* [Source document]

Open ReMEdi clinical trial, UK [Lindus Health, Alfred E. Tiefenbacher GmbH]

InitialConditions

Senior Member (Voting Rights)
Myalgic encephalomyelitis/Chronic Fatigue Syndrome (ME/CFS) affects around 1% of the population, bringing significant challenges to daily life. There is an urgent need for new, effective treatments to improve the quality of life for those affected.

If you've been living with ME/CFS symptoms for at least 6 months, we invite you to participate in this important trial testing a possible new treatment.

During the trial, you will receive both the trial medication and a placebo, which looks like real medicine but has no active ingredients. During the trial, you will take both the trial medication and the placebo, for 2 weeks each. You will be randomly assigned to receive either the active treatment or the placebo first. Neither you nor the trial team will know your assignment.

The trial participation will take a total of 9 weeks and all in the comfort of your own home.

Participants will receive compensation up to £200.

Please contact us at remedi@lindushealth.com if you have any questions.

Your involvement could help pave the way for new, targeted treatments.

https://www.lindushealth.com/research/living-better-with-me-cfs
 

PHOE-01 is the trial medication being investigated in this trial, we will refer to
PHOE-01 as the “trial medication”.

* [Records supplied]
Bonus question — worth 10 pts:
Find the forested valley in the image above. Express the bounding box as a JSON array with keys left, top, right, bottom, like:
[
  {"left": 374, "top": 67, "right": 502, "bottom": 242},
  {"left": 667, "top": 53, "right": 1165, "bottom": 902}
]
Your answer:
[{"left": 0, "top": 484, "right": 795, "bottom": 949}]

* [Required action A]
Repeat the part of the ReMEdi trial post starting at "Open ReMEdi clinical trial, UK" and ending at "possible new treatment.", word for word.
* [Required action B]
In the ReMEdi trial post, how long does each participant take the trial medication and the placebo?
* [Required action C]
Pick up the ReMEdi trial post after its last sentence and keep writing it.

* [Final answer A]
Open ReMEdi clinical trial, UK [Lindus Health, Alfred E. Tiefenbacher GmbH]

InitialConditions

Senior Member (Voting Rights)
Myalgic encephalomyelitis/Chronic Fatigue Syndrome (ME/CFS) affects around 1% of the population, bringing significant challenges to daily life. There is an urgent need for new, effective treatments to improve the quality of life for those affected.

If you've been living with ME/CFS symptoms for at least 6 months, we invite you to participate in this important trial testing a possible new treatment.

* [Final answer B]
Two weeks each.

* [Final answer C]
The aim of the trial is to see if the trial medication can help improve your quality of
life by using a fatigue questionnaire (MFI-20) and a Functional Capacity questionnaire
(FUNCAP-27) to see how you feel before and after taking the medication or a
placebo.

We plan to enrol 25 participants in this trial.

Trial participation is expected to last around 9 weeks.

The trial is fully remote; surveys and daily diaries are completed online and trial
assessments are completed at home. Trial medication will be posted to your home
address. We will also ask a nurse to visit your home to collect blood for a blood test.

The trial involves video/phone calls which can be split into parts or rescheduled
based on your needs.

Taking part is voluntary, and you are free to withdraw from the trial at any time

A decision not to take part will not affect the standard of care in any way, now or in
the future.

Even though it’s remote — they aren’t accepting severe people
 
Is there not a legal requirement to tell participants what drug they will be taking?

There is a legal requirement to obtain informed consent and that requires adequate information. How you read that may be less clear but participants should be pushing for meaningful information which would of course include the nature of the drug and the evidence base for trialling it.
 
There is a legal requirement to obtain informed consent and that requires adequate information. How you read that may be less clear but participants should be pushing for meaningful information which would of course include the nature of the drug and the evidence base for trialling it.

Wouldn't you need to give info about the drug in case there are issues with something else that someone is taking (I guess they could exclude people taking other medications).
 
Hmm. Any information on ‘PHOE-01’, or is it just a pseudonym? Looking at a few of the recent publications she’s been involved with Ebselen might be a candidate.

I think we'd just be guessing at trying to make sense of this drug identifier. There are so many different possibilities, including that the identifier doesn't really mean much at all.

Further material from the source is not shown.